- EXCERPT TO READ -
***
The Baltic nation excels at data sharing and recognising the influence of non-health social factors on health.
I ambushed Priit Tohver during lunch at the Wild Health Summit in Sydney.
He’d flown from Estonia to engage in lively debate on how Australia’s health system compares to those overseas.
Mr Tohver is head of quality at North Estonia Medical Centre, Estonia’s largest medical services provider which serves half the population and deals with the most complex medical cases in the country.
Estonia is a digital state with longitudinal data in all of its government departments. They’re now starting to combine and use the data from diverse ministries to improve the health of the nation’s residents.
What is Estonia doing around social determinants of health?
We should be doing a lot more because a lot of health outcomes actually depend on factors entirely unrelated to the healthcare system. For example, are you employed? Are you recently divorced? That’s the kind of data that we actually have in the Estonian eState system, but we’re not feeding that back into the healthcare system.
In an ideal world, we would be using the data that we have on a governmental level to find risk groups and target interventions before some unwanted health outcomes take place. There is one good example of where we have started to do this.
There’s a screening program for NEET youth – young people who are not in education, employment or training. NEET youth tend to have a number of risk factors that might cause poor life outcomes, including poor health outcomes. We designed a system in Estonia to find these people because it’s not like people walk around stamped “NEET”.
So, we developed the system where we query different government databases to filter out people who are in a certain age group but they are not working, not in education, not in training, or not, for example, at home with a child. Then we send them a survey to check whether they do fall under the NEET category.
What do you do if the young person qualified as NEET?
We asked them, “are you interested in joining our program?” Then they get direct consultations with social workers that check in with them, ask them, “what’s going on; do you have trouble finding work; do you have trouble finding education?”
They come to us with all sorts of problems. Some people have health problems. For example, they don’t know how to get how to get healthcare provider attention. So, we just help them do that. Some want more education.
Level of education and level of employment each have a direct link to health outcomes. Statistically this has been proven numerous times but there was no way for the healthcare system to find these people because they don’t make it into the healthcare system in the first instance.
***
- AVAILABLE DATA -
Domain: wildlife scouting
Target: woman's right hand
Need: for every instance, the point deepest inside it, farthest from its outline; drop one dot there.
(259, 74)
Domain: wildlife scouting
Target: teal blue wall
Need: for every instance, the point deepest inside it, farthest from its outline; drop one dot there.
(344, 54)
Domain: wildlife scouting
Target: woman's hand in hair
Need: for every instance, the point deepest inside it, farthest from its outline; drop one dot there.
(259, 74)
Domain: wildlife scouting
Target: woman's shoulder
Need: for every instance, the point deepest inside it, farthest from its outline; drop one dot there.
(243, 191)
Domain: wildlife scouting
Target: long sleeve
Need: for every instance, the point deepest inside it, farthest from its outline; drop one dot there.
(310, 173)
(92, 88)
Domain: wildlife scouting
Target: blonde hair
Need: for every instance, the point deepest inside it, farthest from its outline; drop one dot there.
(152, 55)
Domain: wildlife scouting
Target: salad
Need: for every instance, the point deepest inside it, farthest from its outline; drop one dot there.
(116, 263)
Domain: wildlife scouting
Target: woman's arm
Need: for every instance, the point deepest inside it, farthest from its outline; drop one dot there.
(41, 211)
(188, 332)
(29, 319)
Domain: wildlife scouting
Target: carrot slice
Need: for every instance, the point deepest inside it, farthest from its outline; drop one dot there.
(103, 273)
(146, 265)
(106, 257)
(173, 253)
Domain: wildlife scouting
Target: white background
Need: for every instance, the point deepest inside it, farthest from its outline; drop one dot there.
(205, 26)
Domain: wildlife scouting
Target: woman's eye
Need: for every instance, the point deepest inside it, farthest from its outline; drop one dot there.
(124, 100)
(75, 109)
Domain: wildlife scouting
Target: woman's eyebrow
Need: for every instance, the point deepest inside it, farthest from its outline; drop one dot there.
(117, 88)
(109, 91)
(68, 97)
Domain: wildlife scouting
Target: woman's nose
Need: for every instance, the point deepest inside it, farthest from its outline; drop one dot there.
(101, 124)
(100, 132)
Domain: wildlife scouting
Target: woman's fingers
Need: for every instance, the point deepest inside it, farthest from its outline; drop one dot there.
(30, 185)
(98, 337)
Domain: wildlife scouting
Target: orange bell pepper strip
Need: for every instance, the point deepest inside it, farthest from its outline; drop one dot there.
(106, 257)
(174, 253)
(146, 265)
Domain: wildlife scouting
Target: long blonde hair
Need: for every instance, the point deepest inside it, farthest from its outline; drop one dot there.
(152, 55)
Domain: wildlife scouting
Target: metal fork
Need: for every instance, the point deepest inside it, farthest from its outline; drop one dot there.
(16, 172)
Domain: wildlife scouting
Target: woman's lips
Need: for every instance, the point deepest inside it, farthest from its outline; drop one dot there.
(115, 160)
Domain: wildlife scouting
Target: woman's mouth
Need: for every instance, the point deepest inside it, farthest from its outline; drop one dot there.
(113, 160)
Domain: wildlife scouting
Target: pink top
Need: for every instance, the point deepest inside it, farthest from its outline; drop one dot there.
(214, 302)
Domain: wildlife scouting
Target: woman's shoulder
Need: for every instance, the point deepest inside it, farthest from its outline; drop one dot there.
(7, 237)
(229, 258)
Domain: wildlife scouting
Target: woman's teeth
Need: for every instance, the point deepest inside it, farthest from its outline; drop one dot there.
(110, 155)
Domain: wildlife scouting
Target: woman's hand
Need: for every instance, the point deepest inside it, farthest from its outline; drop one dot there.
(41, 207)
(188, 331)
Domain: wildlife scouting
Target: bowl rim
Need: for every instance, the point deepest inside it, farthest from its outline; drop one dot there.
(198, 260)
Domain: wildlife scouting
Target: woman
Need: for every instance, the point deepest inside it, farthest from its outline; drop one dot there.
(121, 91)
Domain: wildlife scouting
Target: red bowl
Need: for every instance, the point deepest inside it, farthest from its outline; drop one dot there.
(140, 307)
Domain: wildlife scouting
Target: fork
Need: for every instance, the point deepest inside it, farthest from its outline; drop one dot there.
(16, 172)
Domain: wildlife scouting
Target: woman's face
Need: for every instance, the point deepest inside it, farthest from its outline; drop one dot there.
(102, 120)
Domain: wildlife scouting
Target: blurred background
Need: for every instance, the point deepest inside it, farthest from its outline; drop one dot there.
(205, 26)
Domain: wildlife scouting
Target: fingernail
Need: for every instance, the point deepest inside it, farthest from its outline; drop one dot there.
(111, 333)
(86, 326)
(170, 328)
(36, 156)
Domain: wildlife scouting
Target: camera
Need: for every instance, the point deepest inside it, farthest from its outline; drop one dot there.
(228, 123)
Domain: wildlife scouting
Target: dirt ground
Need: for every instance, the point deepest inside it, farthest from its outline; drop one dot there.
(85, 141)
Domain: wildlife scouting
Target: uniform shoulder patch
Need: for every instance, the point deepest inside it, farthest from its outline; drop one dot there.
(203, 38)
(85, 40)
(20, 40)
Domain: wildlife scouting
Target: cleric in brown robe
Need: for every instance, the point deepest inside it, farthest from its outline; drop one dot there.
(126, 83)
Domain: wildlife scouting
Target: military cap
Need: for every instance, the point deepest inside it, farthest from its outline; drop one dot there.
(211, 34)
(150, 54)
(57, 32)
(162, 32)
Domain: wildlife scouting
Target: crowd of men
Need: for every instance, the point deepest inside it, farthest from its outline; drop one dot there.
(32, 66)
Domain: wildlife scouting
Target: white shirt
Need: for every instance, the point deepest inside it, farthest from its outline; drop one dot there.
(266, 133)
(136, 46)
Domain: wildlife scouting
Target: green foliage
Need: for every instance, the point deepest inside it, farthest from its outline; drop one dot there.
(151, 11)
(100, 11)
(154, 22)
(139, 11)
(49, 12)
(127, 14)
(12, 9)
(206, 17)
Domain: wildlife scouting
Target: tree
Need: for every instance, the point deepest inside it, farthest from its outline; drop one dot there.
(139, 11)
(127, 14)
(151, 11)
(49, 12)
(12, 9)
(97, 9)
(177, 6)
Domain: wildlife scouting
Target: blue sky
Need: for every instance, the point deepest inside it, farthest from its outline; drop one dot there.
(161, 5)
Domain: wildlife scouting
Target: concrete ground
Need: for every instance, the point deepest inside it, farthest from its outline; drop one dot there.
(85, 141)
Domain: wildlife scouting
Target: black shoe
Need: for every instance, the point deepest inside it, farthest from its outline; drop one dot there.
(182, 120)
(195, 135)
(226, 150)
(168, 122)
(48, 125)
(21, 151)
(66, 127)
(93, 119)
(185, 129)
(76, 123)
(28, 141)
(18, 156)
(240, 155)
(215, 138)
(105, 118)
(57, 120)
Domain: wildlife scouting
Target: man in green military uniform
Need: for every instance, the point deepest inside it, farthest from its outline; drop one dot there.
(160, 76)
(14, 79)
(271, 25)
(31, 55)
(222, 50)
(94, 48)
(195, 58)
***
- PROBLEMS AND TASKS -
• a. Answer these questions from the interview on Estonia's health data:
(i) What position does Priit Tohver hold at North Estonia Medical Centre?
(ii) What share of Estonia's population does North Estonia Medical Centre serve?
(iii) What does the term NEET stand for?
• b. Render this sentence from the interview on Estonia's health data in Spanish: "Level of education and level of employment each have a direct link to health outcomes."

- EXPECTED OUTPUTS -
• a.
(i) Head of quality.
(ii) Half the population.
(iii) Not in education, employment or training.

• b. El nivel de educación y el nivel de empleo tienen, cada uno, un vínculo directo con los resultados de salud.